§ **Task requirements**:
Each record needs to be echoed exactly; can you do that?

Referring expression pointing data
____________

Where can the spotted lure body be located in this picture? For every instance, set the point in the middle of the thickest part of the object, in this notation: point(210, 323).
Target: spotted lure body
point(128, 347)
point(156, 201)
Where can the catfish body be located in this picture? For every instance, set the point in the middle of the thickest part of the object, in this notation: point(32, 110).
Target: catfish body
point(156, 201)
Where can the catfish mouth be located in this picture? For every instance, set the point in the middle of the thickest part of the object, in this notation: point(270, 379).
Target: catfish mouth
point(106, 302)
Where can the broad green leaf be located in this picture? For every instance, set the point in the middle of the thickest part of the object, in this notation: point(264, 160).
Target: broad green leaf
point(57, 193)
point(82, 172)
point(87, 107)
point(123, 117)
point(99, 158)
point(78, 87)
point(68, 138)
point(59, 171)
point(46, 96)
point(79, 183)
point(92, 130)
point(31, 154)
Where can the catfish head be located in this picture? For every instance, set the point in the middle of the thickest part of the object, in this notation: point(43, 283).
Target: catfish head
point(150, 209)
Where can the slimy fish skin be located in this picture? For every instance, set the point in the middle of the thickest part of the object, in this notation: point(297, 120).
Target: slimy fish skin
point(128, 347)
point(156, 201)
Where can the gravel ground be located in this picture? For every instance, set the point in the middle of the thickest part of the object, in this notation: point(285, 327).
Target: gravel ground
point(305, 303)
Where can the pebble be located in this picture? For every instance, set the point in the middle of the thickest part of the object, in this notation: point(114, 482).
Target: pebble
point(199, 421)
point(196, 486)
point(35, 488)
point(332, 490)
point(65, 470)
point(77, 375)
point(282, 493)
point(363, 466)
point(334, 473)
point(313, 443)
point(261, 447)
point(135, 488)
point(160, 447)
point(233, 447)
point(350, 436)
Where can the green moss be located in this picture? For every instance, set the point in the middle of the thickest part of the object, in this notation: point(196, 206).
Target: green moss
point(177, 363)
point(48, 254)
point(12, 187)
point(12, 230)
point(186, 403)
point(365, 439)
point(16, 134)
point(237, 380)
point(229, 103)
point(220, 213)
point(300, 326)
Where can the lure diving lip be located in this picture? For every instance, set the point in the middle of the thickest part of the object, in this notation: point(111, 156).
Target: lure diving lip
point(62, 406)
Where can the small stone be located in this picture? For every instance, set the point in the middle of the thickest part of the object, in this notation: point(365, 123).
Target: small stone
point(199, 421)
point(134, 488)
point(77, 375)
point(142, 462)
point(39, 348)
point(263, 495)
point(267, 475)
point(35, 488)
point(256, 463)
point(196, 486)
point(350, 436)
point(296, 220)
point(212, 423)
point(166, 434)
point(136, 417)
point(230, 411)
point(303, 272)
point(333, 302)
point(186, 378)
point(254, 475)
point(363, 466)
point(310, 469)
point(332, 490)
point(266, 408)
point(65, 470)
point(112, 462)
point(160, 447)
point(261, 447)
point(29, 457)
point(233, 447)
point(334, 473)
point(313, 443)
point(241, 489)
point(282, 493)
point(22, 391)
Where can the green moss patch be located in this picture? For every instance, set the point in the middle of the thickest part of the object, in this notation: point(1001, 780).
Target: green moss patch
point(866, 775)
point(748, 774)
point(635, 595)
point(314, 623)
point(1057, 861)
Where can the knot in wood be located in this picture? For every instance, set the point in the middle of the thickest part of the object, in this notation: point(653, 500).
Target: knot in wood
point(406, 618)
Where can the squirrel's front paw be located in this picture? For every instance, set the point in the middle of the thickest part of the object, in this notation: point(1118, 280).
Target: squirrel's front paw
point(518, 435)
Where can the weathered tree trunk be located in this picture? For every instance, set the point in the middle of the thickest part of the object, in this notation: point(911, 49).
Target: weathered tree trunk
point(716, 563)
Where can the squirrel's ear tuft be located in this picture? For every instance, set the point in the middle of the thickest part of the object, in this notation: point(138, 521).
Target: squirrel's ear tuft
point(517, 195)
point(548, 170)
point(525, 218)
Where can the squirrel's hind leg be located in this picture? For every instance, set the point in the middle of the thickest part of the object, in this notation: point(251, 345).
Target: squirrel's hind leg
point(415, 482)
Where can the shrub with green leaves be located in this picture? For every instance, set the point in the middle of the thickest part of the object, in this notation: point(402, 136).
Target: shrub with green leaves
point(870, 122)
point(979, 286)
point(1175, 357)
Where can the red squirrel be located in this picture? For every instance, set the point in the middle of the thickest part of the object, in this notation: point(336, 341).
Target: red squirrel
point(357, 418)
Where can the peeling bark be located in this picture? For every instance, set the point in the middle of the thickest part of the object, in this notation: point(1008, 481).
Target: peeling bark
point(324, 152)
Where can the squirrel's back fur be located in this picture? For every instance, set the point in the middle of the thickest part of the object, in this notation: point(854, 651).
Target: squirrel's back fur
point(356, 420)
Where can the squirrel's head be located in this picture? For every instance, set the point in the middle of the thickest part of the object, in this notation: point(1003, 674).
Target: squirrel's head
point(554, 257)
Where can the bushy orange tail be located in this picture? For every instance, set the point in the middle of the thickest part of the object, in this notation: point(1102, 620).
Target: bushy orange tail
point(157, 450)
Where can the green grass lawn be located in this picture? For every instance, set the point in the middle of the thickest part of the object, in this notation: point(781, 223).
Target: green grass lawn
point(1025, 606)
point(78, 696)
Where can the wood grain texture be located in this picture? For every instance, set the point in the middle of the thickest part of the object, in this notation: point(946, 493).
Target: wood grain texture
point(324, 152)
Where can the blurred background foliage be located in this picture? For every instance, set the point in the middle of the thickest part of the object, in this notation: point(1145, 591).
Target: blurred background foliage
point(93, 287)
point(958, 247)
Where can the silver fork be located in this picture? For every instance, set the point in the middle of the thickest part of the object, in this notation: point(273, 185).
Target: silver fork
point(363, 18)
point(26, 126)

____________

§ **Solution to the exercise**:
Where can the spotted lure body be located in this picture? For every instance, set the point in the middle of the thickest part of the object, in this notation: point(210, 323).
Target: spotted lure body
point(128, 347)
point(156, 201)
Where can the catfish body be located in this picture? For every instance, set the point in the middle of the thickest part of the object, in this notation: point(32, 110).
Target: catfish body
point(156, 201)
Where can the catfish mouth be located in this picture? For every instance, set the point in the middle of the thickest part of the object, in this notation: point(270, 379).
Target: catfish mouth
point(106, 302)
Where can the broad green leaf be located in this picture? For every instance, set the point in the middle of the thickest part of the object, in this notation: point(264, 160).
Target: broad green leaf
point(57, 193)
point(82, 172)
point(87, 107)
point(123, 117)
point(99, 158)
point(78, 87)
point(68, 138)
point(59, 171)
point(46, 96)
point(79, 183)
point(92, 130)
point(31, 154)
Where can the catfish head be located in this picture? For every instance, set the point in the middle of the thickest part of the object, in this notation: point(43, 283).
Target: catfish head
point(150, 209)
Where can the slimy fish skin be located in this picture? For every instance, set the point in the middle of the thickest part of the object, in this notation: point(297, 120).
Target: slimy fish skin
point(128, 347)
point(156, 201)
Where can the gravel ground be located in this picture? For every instance, set the point in the middle of the thickest part of the object, in this notation: point(285, 327).
Target: gravel ground
point(305, 303)
Where can the pebble be located in this picture? For every instance, set the point in the middle of the thickest part of the object, in this notation: point(114, 482).
Target: pebble
point(199, 421)
point(196, 486)
point(35, 488)
point(332, 490)
point(65, 470)
point(77, 375)
point(282, 493)
point(363, 466)
point(334, 473)
point(313, 443)
point(261, 447)
point(135, 488)
point(160, 447)
point(233, 447)
point(350, 436)
Where can the green moss be located in this picture? For every instance, set the point in the middle of the thickest part of the object, in this notation: point(196, 206).
Target: green moss
point(177, 363)
point(48, 254)
point(12, 187)
point(12, 230)
point(186, 403)
point(365, 439)
point(16, 134)
point(237, 380)
point(229, 103)
point(220, 213)
point(300, 326)
Where can the lure diving lip be located in this picture? For every instance, set the point in the middle of the thickest part of the object, in this notation: point(111, 156).
Target: lure diving lip
point(62, 406)
Where can the small stone be located in this picture? For every instance, set the point in the middle of the thickest part of the object, in this notation: point(365, 123).
Target: small stone
point(199, 421)
point(134, 488)
point(77, 375)
point(142, 462)
point(39, 348)
point(263, 495)
point(267, 475)
point(35, 488)
point(256, 463)
point(196, 486)
point(350, 436)
point(296, 220)
point(212, 423)
point(166, 434)
point(136, 417)
point(230, 411)
point(303, 272)
point(333, 302)
point(186, 378)
point(254, 475)
point(363, 466)
point(310, 469)
point(332, 490)
point(266, 408)
point(65, 470)
point(112, 462)
point(160, 447)
point(261, 447)
point(29, 457)
point(233, 447)
point(334, 473)
point(313, 443)
point(241, 489)
point(282, 493)
point(22, 391)
Where can the green moss patch be located in this picture? For every instance, set the point in the middle of the thickest part of the object, in this notation: point(1001, 780).
Target: green moss patch
point(866, 775)
point(748, 774)
point(635, 595)
point(314, 623)
point(1057, 861)
Where can the knot in wood be located in this picture? For every instance, set the point in the middle of the thickest part of the object, in this notation: point(653, 500).
Target: knot in wood
point(406, 618)
Where can the squirrel's front paw be located in this picture? For every instance, set the point in the middle of the thickest part of the object, in this notation: point(1118, 280).
Target: squirrel's front paw
point(518, 435)
Where can the weathered tree trunk be located in this picture? For every instance, set the point in the middle of the thickest part of the object, in this notation: point(911, 49).
Target: weathered tree trunk
point(716, 563)
Where can the squirrel's ear tuft be located in this picture? For every instance, set the point in the middle of the thickest part of the object, in this notation: point(138, 521).
Target: squirrel's ear tuft
point(517, 195)
point(548, 170)
point(525, 218)
Where can the squirrel's hind leg be located in this picture? For every instance, set the point in the middle of the thickest part of the object, in this notation: point(251, 345).
Target: squirrel's hind leg
point(415, 482)
Where can the shrub with green leaves be located in this picture? For every instance, set the point in the middle of the thickest part of the object, in this notation: point(402, 136).
Target: shrub with green leaves
point(870, 122)
point(979, 286)
point(1175, 357)
Where can the red squirrel be located in this picture? For every instance, set the point in the middle of the thickest part of the object, in this notation: point(336, 341).
Target: red squirrel
point(357, 418)
Where can the peeling bark be located in this picture? For every instance, set the point in the middle of the thickest part of the object, in this notation: point(1008, 481).
Target: peeling bark
point(324, 152)
Where can the squirrel's back fur be located in this picture? For every instance, set the point in the middle of the thickest part of the object, in this notation: point(854, 651).
Target: squirrel's back fur
point(356, 420)
Where can the squirrel's head be located in this picture? For every instance, set the point in the middle of the thickest part of the object, in this notation: point(1003, 674).
Target: squirrel's head
point(554, 257)
Where can the bushy orange tail be located in this picture? For every instance, set the point in the middle of the thickest part of the object, in this notation: point(1102, 620).
Target: bushy orange tail
point(157, 450)
Where can the green grass lawn be located in this picture? For every instance, set the point in the middle of the thickest part of the object, in this notation: point(781, 223).
Target: green grass lawn
point(1025, 606)
point(78, 696)
Where can the wood grain texture be located in this picture? For every instance, set the point in the middle of the thickest part of the object, in this notation: point(946, 493).
Target: wood grain texture
point(324, 152)
Where can the blurred background foliage be located in this picture? For every instance, set the point in the middle of the thickest part of the object, in this notation: point(1145, 591).
Target: blurred background foliage
point(93, 287)
point(958, 247)
Where can the silver fork be located in this picture? For every instance, set the point in the middle of the thickest part of the object, in this notation: point(273, 185).
Target: silver fork
point(363, 18)
point(26, 126)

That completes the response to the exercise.